- [Provided data]

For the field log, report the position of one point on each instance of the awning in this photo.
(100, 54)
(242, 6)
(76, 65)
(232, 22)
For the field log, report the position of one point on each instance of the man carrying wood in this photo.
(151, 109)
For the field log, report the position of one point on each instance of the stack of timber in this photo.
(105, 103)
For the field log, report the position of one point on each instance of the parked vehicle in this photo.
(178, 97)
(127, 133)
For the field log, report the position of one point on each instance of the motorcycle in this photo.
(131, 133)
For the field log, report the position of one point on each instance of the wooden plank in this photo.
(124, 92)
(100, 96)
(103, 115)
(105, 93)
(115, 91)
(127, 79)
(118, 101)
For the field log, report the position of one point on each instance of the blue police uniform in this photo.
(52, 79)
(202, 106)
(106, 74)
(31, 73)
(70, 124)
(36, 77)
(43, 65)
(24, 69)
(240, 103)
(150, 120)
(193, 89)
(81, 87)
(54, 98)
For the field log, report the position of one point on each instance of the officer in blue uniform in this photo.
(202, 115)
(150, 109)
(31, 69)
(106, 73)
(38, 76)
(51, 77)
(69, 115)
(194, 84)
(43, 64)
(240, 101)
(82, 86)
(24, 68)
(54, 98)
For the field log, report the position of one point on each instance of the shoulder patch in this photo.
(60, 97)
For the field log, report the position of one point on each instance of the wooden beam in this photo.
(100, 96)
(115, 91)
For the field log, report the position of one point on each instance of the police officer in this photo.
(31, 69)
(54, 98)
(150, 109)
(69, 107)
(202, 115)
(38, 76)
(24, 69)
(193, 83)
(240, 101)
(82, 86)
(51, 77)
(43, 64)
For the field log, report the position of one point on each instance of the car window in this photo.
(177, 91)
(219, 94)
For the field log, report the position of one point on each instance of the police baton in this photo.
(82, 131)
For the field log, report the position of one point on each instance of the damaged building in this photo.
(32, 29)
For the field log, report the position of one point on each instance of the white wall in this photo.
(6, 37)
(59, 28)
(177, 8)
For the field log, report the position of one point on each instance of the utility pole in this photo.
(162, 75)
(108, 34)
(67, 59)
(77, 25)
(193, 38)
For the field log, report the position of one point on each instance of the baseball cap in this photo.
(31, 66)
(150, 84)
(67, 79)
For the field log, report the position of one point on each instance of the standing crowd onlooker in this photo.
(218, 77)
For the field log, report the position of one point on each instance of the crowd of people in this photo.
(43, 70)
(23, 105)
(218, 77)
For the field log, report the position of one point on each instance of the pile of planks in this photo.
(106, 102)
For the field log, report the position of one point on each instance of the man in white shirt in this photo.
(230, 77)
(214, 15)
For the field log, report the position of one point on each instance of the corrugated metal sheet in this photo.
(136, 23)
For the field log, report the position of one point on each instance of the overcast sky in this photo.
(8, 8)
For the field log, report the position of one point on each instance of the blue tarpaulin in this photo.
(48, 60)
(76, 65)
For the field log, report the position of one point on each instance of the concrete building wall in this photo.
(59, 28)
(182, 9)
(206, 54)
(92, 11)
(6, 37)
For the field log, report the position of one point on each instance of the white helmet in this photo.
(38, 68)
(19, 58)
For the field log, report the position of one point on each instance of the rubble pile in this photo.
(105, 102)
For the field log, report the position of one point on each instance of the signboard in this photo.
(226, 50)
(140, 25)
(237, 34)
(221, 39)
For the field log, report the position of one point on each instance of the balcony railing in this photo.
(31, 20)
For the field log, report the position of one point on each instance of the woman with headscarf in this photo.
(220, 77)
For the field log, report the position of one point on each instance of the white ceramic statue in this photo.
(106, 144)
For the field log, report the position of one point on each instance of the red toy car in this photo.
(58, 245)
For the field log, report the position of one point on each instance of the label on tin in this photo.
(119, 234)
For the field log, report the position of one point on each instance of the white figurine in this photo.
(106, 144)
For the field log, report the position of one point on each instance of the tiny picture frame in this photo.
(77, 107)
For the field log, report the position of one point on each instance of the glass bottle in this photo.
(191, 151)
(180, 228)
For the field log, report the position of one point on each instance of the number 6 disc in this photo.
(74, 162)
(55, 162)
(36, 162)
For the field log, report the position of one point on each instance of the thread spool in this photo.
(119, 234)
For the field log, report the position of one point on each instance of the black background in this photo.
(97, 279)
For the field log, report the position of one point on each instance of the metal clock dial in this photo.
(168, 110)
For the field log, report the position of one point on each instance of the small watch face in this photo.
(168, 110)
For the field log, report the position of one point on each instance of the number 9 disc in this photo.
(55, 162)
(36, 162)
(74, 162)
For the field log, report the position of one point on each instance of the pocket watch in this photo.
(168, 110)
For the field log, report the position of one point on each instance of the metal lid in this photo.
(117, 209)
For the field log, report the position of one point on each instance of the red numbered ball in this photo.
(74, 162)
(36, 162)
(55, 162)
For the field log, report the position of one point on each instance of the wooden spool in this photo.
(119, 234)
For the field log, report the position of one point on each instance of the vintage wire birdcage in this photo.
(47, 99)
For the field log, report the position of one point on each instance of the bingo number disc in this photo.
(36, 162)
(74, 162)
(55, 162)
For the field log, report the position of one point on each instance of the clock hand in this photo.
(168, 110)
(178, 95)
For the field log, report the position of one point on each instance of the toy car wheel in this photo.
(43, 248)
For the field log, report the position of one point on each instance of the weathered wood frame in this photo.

- [Short problem] Rewrite all of the entries above with "field log" swapped for "inspection report" wherever it occurs, leaving every other word and number untouched.

- [Answer to this problem]
For the inspection report, report the position of one point on each instance of the awning in this photo.
(100, 54)
(242, 6)
(76, 65)
(232, 22)
For the inspection report, report the position of one point on each instance of the man carrying wood in this photo.
(151, 109)
For the inspection report, report the position of one point on each instance of the stack of timber in this photo.
(105, 103)
For the inspection report, report the position of one point on each instance of the parked vehicle in this photo.
(178, 97)
(127, 133)
For the inspection report, report the position of one point on each instance of the motorcycle in this photo.
(131, 133)
For the inspection report, report the position of one point on each instance of the wooden plank in this photo.
(124, 92)
(100, 96)
(103, 115)
(105, 93)
(115, 91)
(127, 79)
(118, 101)
For the inspection report, report the position of one point on each instance of the blue police uniform in this photo.
(52, 79)
(202, 106)
(106, 74)
(31, 73)
(70, 124)
(36, 77)
(43, 65)
(24, 69)
(240, 103)
(150, 120)
(193, 89)
(81, 87)
(54, 98)
For the inspection report, report the position of one point on each instance of the officer in blue uniform in this photo.
(202, 115)
(150, 109)
(31, 69)
(106, 73)
(38, 76)
(51, 77)
(69, 115)
(194, 84)
(43, 64)
(240, 101)
(82, 86)
(24, 68)
(54, 98)
For the inspection report, report the position of one point on each instance of the shoulder patch in this photo.
(60, 97)
For the inspection report, report the position of one point on each instance of the wooden beam in this photo.
(100, 96)
(115, 91)
For the inspection report, report the position of one point on each instance of the police officer in this photo.
(31, 69)
(54, 98)
(150, 109)
(69, 107)
(202, 115)
(38, 76)
(24, 69)
(193, 83)
(240, 101)
(82, 86)
(51, 77)
(43, 64)
For the inspection report, report the position of one point on each instance of the car window in this photo.
(177, 91)
(219, 94)
For the inspection report, report the position of one point on each instance of the police baton in this photo.
(82, 131)
For the inspection report, report the position of one point on each instance of the damaged building in this photo.
(32, 29)
For the inspection report, report the position of one point on each instance of the white wall in this photo.
(6, 37)
(59, 28)
(177, 8)
For the inspection report, report the position of one point on each instance of the utility pole in this photo.
(162, 75)
(108, 34)
(67, 59)
(77, 25)
(193, 38)
For the inspection report, report the position of one point on each instance of the baseball cap in this photo.
(31, 66)
(150, 84)
(67, 79)
For the inspection report, report the position of one point on each instance of the standing crowd onlooker in this photo.
(218, 77)
For the inspection report, report the position of one point on each instance of the crowd of people in this photo.
(43, 70)
(23, 105)
(218, 77)
For the inspection report, report the position of one point on each instance of the pile of planks in this photo.
(106, 102)
For the inspection report, report the position of one point on each instance of the man in white shirt in this photo.
(230, 77)
(214, 15)
For the inspection report, report the position of one point on each instance of the corrugated metal sheet in this photo.
(136, 23)
For the inspection report, report the position of one point on each instance of the overcast sky in this photo.
(8, 8)
For the inspection report, report the position of one point on each instance of the blue tarpaulin in this photo.
(48, 60)
(76, 65)
For the inspection report, report the position of one point on each instance of the concrete building wall in this photo.
(59, 28)
(182, 9)
(206, 54)
(92, 11)
(6, 37)
For the inspection report, report the position of one point on each instance of the white helmet in this photo.
(38, 68)
(19, 58)
For the inspection report, report the position of one point on each instance of the rubble pile in this photo.
(105, 102)
For the inspection report, report the position of one point on each instance of the signboard in this photo.
(226, 50)
(140, 25)
(237, 34)
(221, 39)
For the inspection report, report the position of one point on each instance of the balcony railing in this photo.
(31, 20)
For the inspection report, report the position of one point on each instance of the woman with headscarf in this photo.
(220, 77)
For the inspection report, report the position of one point on each instance of the white ceramic statue in this photo.
(106, 144)
For the inspection report, report the position of one point on each instance of the red toy car in this photo.
(58, 245)
For the inspection report, report the position of one point on each instance of the label on tin in this photo.
(119, 234)
For the inspection report, report the position of one point on each instance of the white figurine in this photo.
(106, 144)
For the inspection report, report the position of one point on each instance of the tiny picture frame in this photo.
(77, 107)
For the inspection report, report the position of one point on each instance of the glass bottle in this photo.
(191, 151)
(180, 228)
For the inspection report, report the position of one point on each instance of the number 6 disc in this photo.
(74, 162)
(55, 162)
(36, 162)
For the inspection report, report the position of one point on each instance of the thread spool in this photo.
(119, 234)
For the inspection report, report the position of one point on each instance of the black background in this photo.
(97, 279)
For the inspection report, report the position of one point on each instance of the metal clock dial in this photo.
(168, 110)
For the inspection report, report the position of one point on each instance of the small watch face in this photo.
(168, 110)
For the inspection report, report the position of one point on each instance of the number 9 disc in this photo.
(55, 162)
(36, 162)
(74, 162)
For the inspection report, report the position of one point on each instance of the pocket watch in this photo.
(168, 110)
For the inspection report, report the position of one point on each instance of the metal lid in this photo.
(117, 209)
For the inspection report, report the position of one point on each instance of the red numbered ball in this photo.
(74, 162)
(36, 162)
(55, 162)
For the inspection report, report the position of one point on each instance of the wooden spool in this photo.
(119, 234)
For the inspection report, report the position of one point on each instance of the vintage wire birdcage in this photo.
(47, 99)
For the inspection report, report the position of one point on each instance of the bingo number disc in this photo.
(36, 162)
(74, 162)
(55, 162)
For the inspection report, report the position of one point on each instance of the clock hand in this photo.
(168, 110)
(178, 95)
For the inspection report, report the position of one point on each instance of the toy car wheel in this photo.
(43, 248)
For the inspection report, report the position of one point on each instance of the weathered wood frame in this photo.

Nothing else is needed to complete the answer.